The lines to copy are those in the records below that hold the word "instance".

BEGIN Exercise material

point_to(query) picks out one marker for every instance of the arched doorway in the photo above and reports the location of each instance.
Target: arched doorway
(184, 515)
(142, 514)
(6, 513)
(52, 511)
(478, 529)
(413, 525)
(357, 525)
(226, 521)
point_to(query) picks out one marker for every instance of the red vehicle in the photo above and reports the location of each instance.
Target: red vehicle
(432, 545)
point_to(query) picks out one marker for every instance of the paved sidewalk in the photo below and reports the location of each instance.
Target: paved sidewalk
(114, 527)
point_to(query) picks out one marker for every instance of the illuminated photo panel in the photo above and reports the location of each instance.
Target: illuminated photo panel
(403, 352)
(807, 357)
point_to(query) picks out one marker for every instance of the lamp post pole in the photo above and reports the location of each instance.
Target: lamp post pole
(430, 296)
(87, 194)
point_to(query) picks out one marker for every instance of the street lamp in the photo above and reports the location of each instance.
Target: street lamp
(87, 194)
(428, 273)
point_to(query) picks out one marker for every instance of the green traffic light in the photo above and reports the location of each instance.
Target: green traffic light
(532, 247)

END Exercise material

Exercise solution
point_to(query) picks out one marker for every instance of the arched doorway in the photo above and reports the location of each instance.
point_to(query) picks out one marker for every instance of the red vehicle in the photo above and reports the location of each instance.
point_to(query) picks out one marker for every instance of the paved sidewalk in the photo below and reports the location of each instance.
point_to(query) picks out one marker for every instance of the illuminated photo panel in the photo above and reports the location of each instance.
point_to(query) picks out one marker for every instance of the lamp post pole in the photo above and reports the location of each instance.
point_to(query) picks out one marker for every instance of the street lamp in the photo above and reports the location of each instance.
point_to(query) picks out one marker for every instance of the green traffic light in the photo above and reports the location of each instance.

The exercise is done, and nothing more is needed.